┌─ Records for this task

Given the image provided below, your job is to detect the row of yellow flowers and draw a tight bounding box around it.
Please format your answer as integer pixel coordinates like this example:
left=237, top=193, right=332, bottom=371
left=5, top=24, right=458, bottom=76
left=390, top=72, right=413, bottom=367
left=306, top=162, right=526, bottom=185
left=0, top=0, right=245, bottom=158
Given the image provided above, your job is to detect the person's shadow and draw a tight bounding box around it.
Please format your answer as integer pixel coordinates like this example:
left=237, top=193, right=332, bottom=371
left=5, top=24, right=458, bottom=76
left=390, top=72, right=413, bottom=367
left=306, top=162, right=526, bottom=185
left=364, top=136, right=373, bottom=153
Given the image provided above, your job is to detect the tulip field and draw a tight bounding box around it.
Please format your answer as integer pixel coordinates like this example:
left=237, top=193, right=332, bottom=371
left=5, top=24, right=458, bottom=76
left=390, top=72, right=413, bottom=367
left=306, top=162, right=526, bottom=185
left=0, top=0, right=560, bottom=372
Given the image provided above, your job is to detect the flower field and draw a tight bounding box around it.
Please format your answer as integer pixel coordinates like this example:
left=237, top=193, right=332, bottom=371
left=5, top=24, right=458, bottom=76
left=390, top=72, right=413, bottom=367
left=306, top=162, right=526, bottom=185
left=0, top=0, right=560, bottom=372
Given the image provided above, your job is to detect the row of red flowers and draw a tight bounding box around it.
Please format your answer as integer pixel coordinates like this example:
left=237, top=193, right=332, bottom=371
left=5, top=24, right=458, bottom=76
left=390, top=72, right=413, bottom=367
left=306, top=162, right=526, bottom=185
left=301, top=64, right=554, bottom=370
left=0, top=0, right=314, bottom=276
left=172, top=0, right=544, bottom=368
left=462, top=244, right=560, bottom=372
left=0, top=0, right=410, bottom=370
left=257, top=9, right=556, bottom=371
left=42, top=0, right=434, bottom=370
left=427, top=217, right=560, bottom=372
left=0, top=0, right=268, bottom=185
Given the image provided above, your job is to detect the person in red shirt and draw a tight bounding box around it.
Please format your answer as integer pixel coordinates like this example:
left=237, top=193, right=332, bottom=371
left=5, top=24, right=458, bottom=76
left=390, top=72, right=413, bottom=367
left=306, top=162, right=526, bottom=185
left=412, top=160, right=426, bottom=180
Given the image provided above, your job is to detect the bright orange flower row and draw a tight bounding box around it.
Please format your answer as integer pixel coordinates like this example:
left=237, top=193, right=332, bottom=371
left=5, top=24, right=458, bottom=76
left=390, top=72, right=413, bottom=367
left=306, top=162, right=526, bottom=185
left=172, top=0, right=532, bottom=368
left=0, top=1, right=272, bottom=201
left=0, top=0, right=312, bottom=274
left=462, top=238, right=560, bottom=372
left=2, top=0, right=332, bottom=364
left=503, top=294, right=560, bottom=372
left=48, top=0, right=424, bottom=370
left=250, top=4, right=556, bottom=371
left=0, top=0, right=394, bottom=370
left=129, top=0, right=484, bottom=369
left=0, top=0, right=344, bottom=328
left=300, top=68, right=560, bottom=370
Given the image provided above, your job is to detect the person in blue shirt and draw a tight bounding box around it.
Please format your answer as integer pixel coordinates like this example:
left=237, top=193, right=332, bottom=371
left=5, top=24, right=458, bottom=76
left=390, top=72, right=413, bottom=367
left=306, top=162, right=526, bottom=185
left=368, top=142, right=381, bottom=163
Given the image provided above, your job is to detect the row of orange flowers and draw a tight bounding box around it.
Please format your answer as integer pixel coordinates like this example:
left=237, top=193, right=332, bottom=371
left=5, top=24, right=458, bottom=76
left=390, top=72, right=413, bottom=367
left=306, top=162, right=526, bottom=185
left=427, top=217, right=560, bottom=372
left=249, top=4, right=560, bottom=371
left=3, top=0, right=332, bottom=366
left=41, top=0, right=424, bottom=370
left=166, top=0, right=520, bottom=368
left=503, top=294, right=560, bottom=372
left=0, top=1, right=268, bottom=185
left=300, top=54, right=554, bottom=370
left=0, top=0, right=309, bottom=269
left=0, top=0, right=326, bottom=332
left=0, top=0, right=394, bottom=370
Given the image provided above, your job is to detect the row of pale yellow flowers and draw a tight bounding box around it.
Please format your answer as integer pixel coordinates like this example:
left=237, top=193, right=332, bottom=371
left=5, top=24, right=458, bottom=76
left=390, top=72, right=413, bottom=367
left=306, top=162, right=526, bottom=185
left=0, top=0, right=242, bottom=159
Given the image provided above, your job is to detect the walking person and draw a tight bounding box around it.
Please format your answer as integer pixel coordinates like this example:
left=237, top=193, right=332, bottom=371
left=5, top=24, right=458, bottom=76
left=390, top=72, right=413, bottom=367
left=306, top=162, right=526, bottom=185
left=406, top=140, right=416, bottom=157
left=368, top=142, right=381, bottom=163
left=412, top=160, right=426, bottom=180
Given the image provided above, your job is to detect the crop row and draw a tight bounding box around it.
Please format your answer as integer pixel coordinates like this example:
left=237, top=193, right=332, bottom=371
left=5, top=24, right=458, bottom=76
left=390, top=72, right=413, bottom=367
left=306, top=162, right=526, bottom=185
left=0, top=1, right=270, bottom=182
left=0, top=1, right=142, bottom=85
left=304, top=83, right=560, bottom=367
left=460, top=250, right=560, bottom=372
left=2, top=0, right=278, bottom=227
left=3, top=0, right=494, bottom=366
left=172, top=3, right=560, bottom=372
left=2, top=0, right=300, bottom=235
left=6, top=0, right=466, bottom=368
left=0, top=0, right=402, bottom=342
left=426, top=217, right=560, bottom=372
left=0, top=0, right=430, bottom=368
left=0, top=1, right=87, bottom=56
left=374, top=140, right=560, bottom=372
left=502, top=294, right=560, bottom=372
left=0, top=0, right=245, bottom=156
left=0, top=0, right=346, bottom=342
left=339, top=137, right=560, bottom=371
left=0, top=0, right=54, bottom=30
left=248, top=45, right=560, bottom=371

└─

Copy the lines of the data from the line containing "detect the bright" through the line containing "left=300, top=68, right=560, bottom=370", with both of those lines included.

=== Response ===
Given the image provided above, your job is to detect the bright orange flower row and draw a tight bounding box around it.
Please format your answer as integer pixel coordinates like this example:
left=237, top=193, right=332, bottom=371
left=5, top=24, right=458, bottom=76
left=390, top=72, right=413, bottom=367
left=306, top=162, right=526, bottom=185
left=172, top=0, right=532, bottom=368
left=0, top=1, right=272, bottom=201
left=0, top=0, right=312, bottom=274
left=462, top=238, right=560, bottom=372
left=2, top=0, right=332, bottom=364
left=503, top=294, right=560, bottom=372
left=48, top=0, right=424, bottom=370
left=250, top=4, right=556, bottom=371
left=0, top=0, right=394, bottom=370
left=129, top=0, right=484, bottom=369
left=0, top=0, right=344, bottom=328
left=300, top=68, right=560, bottom=370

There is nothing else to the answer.